Rewrite the records with "napkin" replaced by "tissue" wherever it occurs, and change nothing else. Omit the pictures from your output.

--- Start ---

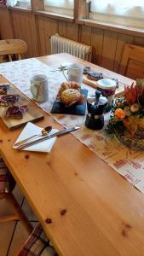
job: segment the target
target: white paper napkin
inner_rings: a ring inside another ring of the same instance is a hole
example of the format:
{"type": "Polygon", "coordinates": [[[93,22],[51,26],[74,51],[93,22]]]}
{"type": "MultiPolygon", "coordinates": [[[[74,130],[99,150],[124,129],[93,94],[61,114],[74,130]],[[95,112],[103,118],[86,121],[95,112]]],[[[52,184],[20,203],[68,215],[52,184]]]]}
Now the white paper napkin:
{"type": "MultiPolygon", "coordinates": [[[[40,134],[41,133],[41,131],[43,130],[43,128],[40,128],[39,126],[37,126],[35,125],[33,125],[32,123],[27,123],[26,125],[25,126],[25,128],[22,130],[20,135],[19,136],[18,139],[16,140],[16,143],[19,143],[29,137],[32,137],[33,135],[36,135],[36,134],[40,134]]],[[[55,132],[57,132],[59,131],[59,130],[57,129],[52,129],[52,131],[49,133],[49,135],[51,135],[55,132]]],[[[36,139],[38,139],[38,138],[42,138],[41,136],[39,137],[35,137],[30,140],[28,140],[27,143],[30,143],[30,142],[32,142],[36,139]]],[[[27,148],[24,148],[22,150],[26,150],[26,151],[36,151],[36,152],[47,152],[47,153],[49,153],[50,150],[52,149],[53,146],[54,146],[54,143],[55,143],[57,137],[52,137],[51,139],[48,139],[48,140],[45,140],[42,143],[39,143],[37,144],[35,144],[35,145],[32,145],[32,146],[30,146],[28,147],[27,148]]],[[[13,148],[17,148],[16,146],[13,146],[13,148]]]]}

--- End ---

Exercise answer:
job: segment the target
target: white paper tissue
inner_rings: a ring inside another ring of the same instance is a hole
example of the format:
{"type": "Polygon", "coordinates": [[[93,22],[51,26],[74,51],[93,22]]]}
{"type": "MultiPolygon", "coordinates": [[[[74,130],[99,150],[124,129],[93,94],[61,114],[74,130]],[[95,112],[103,118],[86,121],[95,112]]],[[[52,184],[20,203],[68,215],[52,184]]]]}
Now the white paper tissue:
{"type": "MultiPolygon", "coordinates": [[[[40,134],[41,133],[41,131],[43,130],[43,128],[40,128],[39,126],[37,126],[35,125],[33,125],[32,123],[27,123],[26,125],[25,126],[25,128],[22,130],[20,135],[19,136],[18,139],[16,140],[16,143],[19,143],[29,137],[32,137],[33,135],[36,135],[36,134],[40,134]]],[[[55,132],[57,132],[59,131],[59,130],[57,129],[52,129],[52,131],[49,133],[49,135],[51,135],[55,132]]],[[[36,139],[38,139],[38,138],[42,138],[41,136],[39,137],[35,137],[30,140],[28,140],[27,143],[30,143],[30,142],[32,142],[36,139]]],[[[27,148],[24,148],[22,150],[26,150],[26,151],[36,151],[36,152],[47,152],[47,153],[49,153],[50,150],[52,149],[53,146],[54,146],[54,143],[55,143],[57,137],[52,137],[51,139],[48,139],[48,140],[45,140],[42,143],[39,143],[37,144],[35,144],[35,145],[32,145],[32,146],[30,146],[28,147],[27,148]]],[[[13,148],[17,148],[16,146],[13,146],[13,148]]]]}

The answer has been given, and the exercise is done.